** Your goal **
From the first line to the last, reproduce the records exactly as they appear below.

(Point-per-instance localization data)
◇ ◇ ◇ ◇

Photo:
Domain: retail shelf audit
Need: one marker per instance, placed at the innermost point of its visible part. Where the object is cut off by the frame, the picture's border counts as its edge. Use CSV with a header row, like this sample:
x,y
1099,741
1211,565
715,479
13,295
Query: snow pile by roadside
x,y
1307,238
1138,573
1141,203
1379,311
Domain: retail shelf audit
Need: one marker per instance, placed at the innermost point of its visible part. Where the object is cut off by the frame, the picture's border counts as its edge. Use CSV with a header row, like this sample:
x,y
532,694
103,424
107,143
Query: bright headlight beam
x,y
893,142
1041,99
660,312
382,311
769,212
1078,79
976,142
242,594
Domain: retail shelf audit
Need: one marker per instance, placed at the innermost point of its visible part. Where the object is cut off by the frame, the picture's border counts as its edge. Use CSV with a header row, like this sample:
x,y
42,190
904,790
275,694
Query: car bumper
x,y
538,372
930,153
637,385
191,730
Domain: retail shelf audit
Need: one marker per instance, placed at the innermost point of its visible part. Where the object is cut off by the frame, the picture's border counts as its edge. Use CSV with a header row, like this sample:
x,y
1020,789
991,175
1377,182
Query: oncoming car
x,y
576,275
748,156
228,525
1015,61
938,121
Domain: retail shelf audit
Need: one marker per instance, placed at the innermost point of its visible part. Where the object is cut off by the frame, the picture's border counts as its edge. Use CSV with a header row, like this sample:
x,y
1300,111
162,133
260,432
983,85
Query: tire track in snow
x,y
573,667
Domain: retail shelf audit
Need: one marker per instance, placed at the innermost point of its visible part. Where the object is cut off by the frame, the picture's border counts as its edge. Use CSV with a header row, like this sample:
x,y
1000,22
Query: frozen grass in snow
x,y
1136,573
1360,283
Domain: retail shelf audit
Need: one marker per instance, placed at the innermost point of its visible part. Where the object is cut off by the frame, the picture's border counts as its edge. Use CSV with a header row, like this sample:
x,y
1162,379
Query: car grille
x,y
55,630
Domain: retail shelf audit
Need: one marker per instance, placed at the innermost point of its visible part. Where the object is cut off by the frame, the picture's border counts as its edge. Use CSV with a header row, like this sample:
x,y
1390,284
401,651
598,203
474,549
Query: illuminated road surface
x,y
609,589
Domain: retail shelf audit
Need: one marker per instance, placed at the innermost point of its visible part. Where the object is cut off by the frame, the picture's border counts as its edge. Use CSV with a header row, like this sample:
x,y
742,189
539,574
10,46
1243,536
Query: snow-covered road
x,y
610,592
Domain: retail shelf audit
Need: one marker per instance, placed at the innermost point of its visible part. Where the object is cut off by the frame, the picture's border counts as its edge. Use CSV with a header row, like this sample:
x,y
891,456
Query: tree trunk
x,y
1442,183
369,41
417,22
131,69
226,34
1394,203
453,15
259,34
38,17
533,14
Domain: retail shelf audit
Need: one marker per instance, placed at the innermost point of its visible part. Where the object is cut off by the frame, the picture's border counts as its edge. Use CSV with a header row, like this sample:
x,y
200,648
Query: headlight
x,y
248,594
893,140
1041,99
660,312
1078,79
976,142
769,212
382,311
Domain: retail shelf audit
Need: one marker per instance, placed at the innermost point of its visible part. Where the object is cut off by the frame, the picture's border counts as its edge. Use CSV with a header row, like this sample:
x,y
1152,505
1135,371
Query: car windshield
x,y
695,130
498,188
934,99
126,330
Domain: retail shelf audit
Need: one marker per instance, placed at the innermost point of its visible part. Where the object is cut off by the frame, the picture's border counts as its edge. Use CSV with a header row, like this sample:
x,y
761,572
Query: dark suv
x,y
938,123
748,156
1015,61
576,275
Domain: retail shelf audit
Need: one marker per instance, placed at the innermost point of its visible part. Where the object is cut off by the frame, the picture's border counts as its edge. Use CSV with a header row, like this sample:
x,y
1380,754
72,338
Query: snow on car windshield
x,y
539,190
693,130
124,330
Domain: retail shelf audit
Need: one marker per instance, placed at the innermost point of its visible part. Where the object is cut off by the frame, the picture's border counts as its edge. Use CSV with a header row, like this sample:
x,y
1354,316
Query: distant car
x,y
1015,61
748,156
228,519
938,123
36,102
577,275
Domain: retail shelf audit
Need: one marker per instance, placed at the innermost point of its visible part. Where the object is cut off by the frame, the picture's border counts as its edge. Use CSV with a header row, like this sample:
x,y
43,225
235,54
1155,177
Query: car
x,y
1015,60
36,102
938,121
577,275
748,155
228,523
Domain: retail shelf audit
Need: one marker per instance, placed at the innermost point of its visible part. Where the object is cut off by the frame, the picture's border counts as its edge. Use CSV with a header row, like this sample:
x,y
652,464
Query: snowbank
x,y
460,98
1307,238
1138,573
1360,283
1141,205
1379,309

◇ ◇ ◇ ◇

** Result of the task **
Photo:
Domain: retail shelf audit
Need: one marker per instance, placed at the innermost point of its visible part. Where the object is cut off by the frame, the picture's border counts as its edge. Use CSV with a header row, like this sample:
x,y
1099,741
1211,565
715,479
13,295
Query: snow pile by roadside
x,y
1307,238
1138,573
1141,203
1379,311
Domain: retail shelf audit
Need: one marker per instance, placed at the innermost point of its visible part. Where the object is cut off by the frame, the picture's border counts as its edge. Use CSV with a header row, like this sample:
x,y
532,694
103,424
107,143
Query: bright headlight beam
x,y
893,142
1041,99
660,312
382,311
769,212
1078,79
976,142
242,594
Domain: retail shelf audit
Need: one marker per instance, placed at the innermost point of its visible part. Where the object is cut off by the frame, the picture's border counts as its edge. Use CSV with a header row, like this sample:
x,y
42,190
904,790
275,694
Query: car bumper
x,y
538,372
930,153
637,385
191,730
Domain: retail shelf audit
Need: one marker per instance, placed at the innermost point of its visible part. Where the object is cut off by the frame, the picture's border counts as its edge. Use CSV with a header row, like this sample:
x,y
1020,789
991,175
1377,182
Query: oncoming car
x,y
576,275
748,156
228,525
1015,61
938,121
Domain: retail shelf audit
Need: one marker per instance, placed at the innermost point of its visible part. Where the object is cut off by the frame, the picture's border counts as its edge. Use CSV with a header row, like this sample:
x,y
1300,111
162,133
260,432
983,85
Query: tire track in snow
x,y
573,667
Domain: retail shelf audit
Need: one marker per instance, placed at the innermost point of its visible part. Where the object is cut off by the frame, the picture's border counts as its edge. Use CSV with a header row, like this sample:
x,y
1000,22
Query: frozen grass in snow
x,y
1136,573
1360,283
Domain: retail shelf audit
Need: one marker per instance, placed at the innermost point of its visible part. Where the object is cut off by the frame, the picture's border counts as its edge. Use CSV with a header row, like this sample:
x,y
1162,379
Query: car grille
x,y
55,630
Domain: retail shelf audit
Need: one marker per instance, placed at the innermost point of its visible part. Where the object is cut off by the frame, the picture's border counts as its edge. Use CSV with a header row, like this sample:
x,y
1390,284
401,651
598,203
474,549
Query: illuminated road surface
x,y
609,589
Domain: retail shelf audit
Need: one marker per instance, placed at the innermost point of its visible part. Where the object is cut off by the frame, the picture's border counts as its edge. Use CSV with a header row, like this sample:
x,y
742,189
539,574
10,46
1243,536
Query: snow-covered road
x,y
610,592
Domain: retail shelf audit
Need: one marker per instance, placed at the innermost point of its visible part. Where the object is cut off by the frame, the picture's border counts as its edge. Use CSV with a header row, like this sample:
x,y
891,456
Query: tree trunk
x,y
1442,183
369,41
417,22
131,69
226,34
1394,203
453,15
259,34
38,17
533,14
Domain: retail shelf audit
Need: one marker per instance, placed at the innermost point of its visible part. Where the object is cut off by the frame, the picture's border counts as its edge. Use CSV with a header row, like this sample:
x,y
200,648
Query: headlight
x,y
248,594
893,140
1041,99
660,312
1078,79
976,142
769,212
382,311
Domain: retail shelf audit
Need: one marker per instance, placed at the innermost point of its visible part. Where the object is cut off by the frame, the picture's border counts as its edge. Use CSV with a header row, like this sample:
x,y
1152,505
1135,371
Query: car windshield
x,y
695,130
498,188
934,99
126,330
Domain: retail shelf audit
Need: one marker per instance, placed at the innermost point of its visible part. Where the object is cut off by the frame, the picture's border counts as its edge. Use CSV with a header row, like this sample:
x,y
761,572
Query: dark suv
x,y
938,123
748,156
1015,61
576,275
Domain: retail shelf audit
Need: one marker per instance, placed at the innermost point of its visible part. Where the object is cut off by the frame, the picture's border counts as its edge. Use CSV with a header row, like this sample:
x,y
1380,754
72,338
Query: snow on car windshield
x,y
539,190
693,130
124,330
Domain: retail shelf audit
Need: one marker per instance, placed at the innermost point of its visible part. Where the object is cut off by the frame, the picture's border counts as its edge. Use CSV with a header row, like this sample:
x,y
1354,316
Query: distant car
x,y
1015,61
748,156
228,519
938,123
36,102
577,275
Domain: retail shelf audit
Need: one marker per instance, placed at the innermost point of its visible part. Where the object is cut off by the frame, the picture's border counts as its edge. Use CSV with a header row, like this sample:
x,y
43,225
235,54
1155,177
Query: car
x,y
1015,60
36,102
938,121
577,275
748,155
228,523
Domain: retail shelf audit
Need: one marker per instance, placed at the innermost point of its visible part. Where the object is cut off by the frame, the picture's border counts as its edge. Use CSV with a header row, like this sample:
x,y
652,464
Query: snowbank
x,y
460,98
1307,238
1138,573
1360,283
1141,205
1379,309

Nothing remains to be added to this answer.